Challenge> Which lines of the records below contain the string "asphalt"? Copy out each of those lines in full.

Material for this exercise start

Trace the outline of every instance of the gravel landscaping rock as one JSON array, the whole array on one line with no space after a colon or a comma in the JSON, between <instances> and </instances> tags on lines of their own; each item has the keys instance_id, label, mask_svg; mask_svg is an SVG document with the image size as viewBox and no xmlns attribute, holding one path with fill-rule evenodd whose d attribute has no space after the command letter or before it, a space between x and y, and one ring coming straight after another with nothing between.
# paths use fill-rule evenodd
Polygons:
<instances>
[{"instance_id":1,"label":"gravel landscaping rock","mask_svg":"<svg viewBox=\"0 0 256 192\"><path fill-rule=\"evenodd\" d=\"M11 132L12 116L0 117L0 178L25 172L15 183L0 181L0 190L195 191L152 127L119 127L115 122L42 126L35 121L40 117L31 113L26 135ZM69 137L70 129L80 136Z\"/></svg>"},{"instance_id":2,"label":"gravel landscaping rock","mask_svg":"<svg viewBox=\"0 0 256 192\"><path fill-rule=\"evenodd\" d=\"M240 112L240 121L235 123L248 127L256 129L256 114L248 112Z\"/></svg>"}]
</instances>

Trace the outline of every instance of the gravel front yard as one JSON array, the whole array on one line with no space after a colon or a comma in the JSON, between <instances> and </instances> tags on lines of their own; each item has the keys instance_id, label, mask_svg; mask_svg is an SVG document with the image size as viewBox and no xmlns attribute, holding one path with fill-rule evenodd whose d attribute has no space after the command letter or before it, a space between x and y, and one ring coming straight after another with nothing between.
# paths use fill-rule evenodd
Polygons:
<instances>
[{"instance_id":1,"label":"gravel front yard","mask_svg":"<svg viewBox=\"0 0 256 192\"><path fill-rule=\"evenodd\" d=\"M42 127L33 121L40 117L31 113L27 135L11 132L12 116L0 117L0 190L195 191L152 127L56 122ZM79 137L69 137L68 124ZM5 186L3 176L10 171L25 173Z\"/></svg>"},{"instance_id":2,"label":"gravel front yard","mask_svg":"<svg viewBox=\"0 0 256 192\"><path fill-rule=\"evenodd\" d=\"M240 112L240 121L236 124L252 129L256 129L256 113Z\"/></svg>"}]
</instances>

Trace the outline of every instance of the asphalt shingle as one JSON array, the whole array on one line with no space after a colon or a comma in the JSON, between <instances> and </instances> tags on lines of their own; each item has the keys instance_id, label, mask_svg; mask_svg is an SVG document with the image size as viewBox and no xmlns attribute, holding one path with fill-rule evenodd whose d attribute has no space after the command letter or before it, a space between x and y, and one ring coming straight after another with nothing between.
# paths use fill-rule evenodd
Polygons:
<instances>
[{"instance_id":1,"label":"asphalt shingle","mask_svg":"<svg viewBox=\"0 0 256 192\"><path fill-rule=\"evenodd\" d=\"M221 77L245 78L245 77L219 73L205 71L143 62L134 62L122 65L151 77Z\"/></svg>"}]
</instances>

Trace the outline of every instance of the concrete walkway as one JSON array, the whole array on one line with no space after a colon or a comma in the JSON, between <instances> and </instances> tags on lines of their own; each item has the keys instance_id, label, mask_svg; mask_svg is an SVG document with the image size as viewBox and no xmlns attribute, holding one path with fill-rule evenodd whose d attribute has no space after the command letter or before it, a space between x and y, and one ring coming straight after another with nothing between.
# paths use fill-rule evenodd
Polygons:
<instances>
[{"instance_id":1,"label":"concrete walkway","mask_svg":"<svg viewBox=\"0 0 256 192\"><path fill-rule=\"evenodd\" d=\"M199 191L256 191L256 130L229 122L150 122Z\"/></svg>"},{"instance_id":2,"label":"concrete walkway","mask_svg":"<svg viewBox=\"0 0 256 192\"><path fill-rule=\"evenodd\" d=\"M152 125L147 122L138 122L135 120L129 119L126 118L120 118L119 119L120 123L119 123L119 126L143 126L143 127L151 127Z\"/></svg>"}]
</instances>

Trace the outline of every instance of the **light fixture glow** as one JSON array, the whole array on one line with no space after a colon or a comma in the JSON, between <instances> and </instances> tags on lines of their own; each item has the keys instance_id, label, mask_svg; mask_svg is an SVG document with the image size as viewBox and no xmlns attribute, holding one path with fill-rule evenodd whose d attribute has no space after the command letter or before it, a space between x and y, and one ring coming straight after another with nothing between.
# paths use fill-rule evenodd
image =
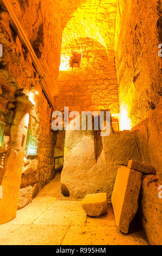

Material for this exercise end

Task response>
Trace the outline of every instance of the asphalt shingle as one JSON array, the whole array on one line with no space after a colon or a comma in the JSON, between <instances> and </instances> tags on lines of their own; each item has the keys instance_id, label, mask_svg; mask_svg is an SVG document with the image size as viewBox and no xmlns attribute, holding one path with fill-rule evenodd whose d attribute has no space after the command letter or before it, a space between x and y, and one ring coming straight after another with nothing between.
[{"instance_id":1,"label":"asphalt shingle","mask_svg":"<svg viewBox=\"0 0 256 192\"><path fill-rule=\"evenodd\" d=\"M221 77L245 78L245 77L219 73L205 71L143 62L134 62L122 65L151 77Z\"/></svg>"}]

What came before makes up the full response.